Selected passage |

Urip Hudiono, Jakarta – Rising investment and an in-check inflation rate are seen pushing Indonesia's economy toward the 6.3 percent growth targeted by the government for the year.

The Investment Coordinating Board (BKPM) reported last week that actual foreign direct investment (FDI) had by the end of September nearly doubled to US$8.54 billion – mostly in the transportation and communications sectors – from $4.29 billion in the same period last year.

The BKPM noted a more than threefold rise in FDI approvals to $33.03 billion during this period, mostly in the chemical industries, while domestic investment approvals increased 58 percent to Rp 171.46 trillion.

The Finance Ministry highlighted stronger investment and higher consumption in its latest assessment of the economy last week, seeing both as providing the stimulus for faster growth of between 6.2 and 6.4 percent year-on-year for the three months to September – slightly higher than the 6.3 percent growth registered in the second quarter.

The government expects Indonesia's economy to grow by an overall 6.3 percent for 2007, and faster still at 6.8 percent next year. The economy grew by 5.5 percent last year, slightly lower than 2005's 5.6 percent.

For 2007's third quarter, investment is expected to grow by between 7.17 and 7.27 percent, the Finance Ministry's Fiscal Policy Agency said, up from 6.86 percent the previous quarter.

Private consumption is also expected to grow by between 4.79 and 4.86 percent from 4.66 percent the previous quarter, and government consumption between 3.58 and 3.87 percent from 3.83 percent.

Rising inflation during Ramadhan and Idul Fitri had led to concerns of consumption being affected, as the central bank had to hold its benchmark interest rate – which affects borrowing costs in the country – to help address the situation.

However, Finance Ministry Sri Mulyani Indrawati said over the weekend that inflation might ease after the holiday between 5 and 7 percent on-year, balancing out the adverse effects on consumption.

"Inflationary pressures were indeed high in August and September, due to the holidays and seasonal factors, and it will be a 50-50 situation for October," she said. "We also have to still watch out for rising inflation at the end of the year."

Given problem 1 | Transcribe the rows word for word, from the line with "In the photo above, where can the yellow" through the end of the rows.

Record extracts |
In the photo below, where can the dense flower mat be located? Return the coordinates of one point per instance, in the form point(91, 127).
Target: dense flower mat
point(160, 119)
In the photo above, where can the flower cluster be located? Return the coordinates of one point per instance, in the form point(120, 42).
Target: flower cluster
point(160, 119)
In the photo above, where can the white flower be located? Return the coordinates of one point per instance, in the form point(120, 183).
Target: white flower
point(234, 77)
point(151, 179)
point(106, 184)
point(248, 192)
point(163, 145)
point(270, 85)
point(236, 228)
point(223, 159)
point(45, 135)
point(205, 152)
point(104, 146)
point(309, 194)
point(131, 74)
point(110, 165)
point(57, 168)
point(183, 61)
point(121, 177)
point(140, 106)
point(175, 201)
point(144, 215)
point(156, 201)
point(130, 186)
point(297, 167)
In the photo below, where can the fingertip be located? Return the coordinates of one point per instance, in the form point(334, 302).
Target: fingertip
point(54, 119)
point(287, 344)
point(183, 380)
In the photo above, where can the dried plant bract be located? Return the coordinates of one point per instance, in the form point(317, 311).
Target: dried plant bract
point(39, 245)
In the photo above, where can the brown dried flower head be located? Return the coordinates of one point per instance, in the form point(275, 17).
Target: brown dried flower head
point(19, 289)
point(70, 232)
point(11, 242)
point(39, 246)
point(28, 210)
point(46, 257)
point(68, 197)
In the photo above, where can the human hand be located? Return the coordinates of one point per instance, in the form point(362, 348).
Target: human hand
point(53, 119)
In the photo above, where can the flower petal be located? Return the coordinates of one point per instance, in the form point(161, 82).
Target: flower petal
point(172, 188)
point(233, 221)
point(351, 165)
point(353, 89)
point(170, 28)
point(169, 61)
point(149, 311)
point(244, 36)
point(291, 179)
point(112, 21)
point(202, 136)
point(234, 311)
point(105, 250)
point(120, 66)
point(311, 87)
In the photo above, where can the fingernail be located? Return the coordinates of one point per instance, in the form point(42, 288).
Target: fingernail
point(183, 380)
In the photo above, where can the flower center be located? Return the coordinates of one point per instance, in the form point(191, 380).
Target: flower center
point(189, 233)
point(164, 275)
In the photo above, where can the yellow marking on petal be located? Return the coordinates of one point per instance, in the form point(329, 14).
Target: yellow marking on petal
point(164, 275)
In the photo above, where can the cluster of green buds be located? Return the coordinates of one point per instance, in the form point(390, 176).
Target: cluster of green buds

Given problem 2 |
Does the article on Indonesia's economy support each statement? Answer yes or no, and quote the words that decide it.
(a) By the end of September, actual foreign direct investment had nearly doubled from the same period the year before.
(b) The economy grew faster last year than in 2005.
(c) Domestic investment approvals more than tripled.

Written solution 1 |
In the photo above, where can the yellow marking on petal be located? Return the coordinates of one point per instance, in the form point(329, 14).
Target: yellow marking on petal
point(164, 275)
In the photo above, where can the cluster of green buds be located? Return the coordinates of one point per instance, in the form point(390, 176).
Target: cluster of green buds

Written solution 2 |
(a) Yes: "actual foreign direct investment (FDI) had by the end of September nearly doubled to US$8.54 billion"
(b) No: "The economy grew by 5.5 percent last year, slightly lower than 2005's 5.6 percent."
(c) No: "domestic investment approvals increased 58 percent to Rp 171.46 trillion"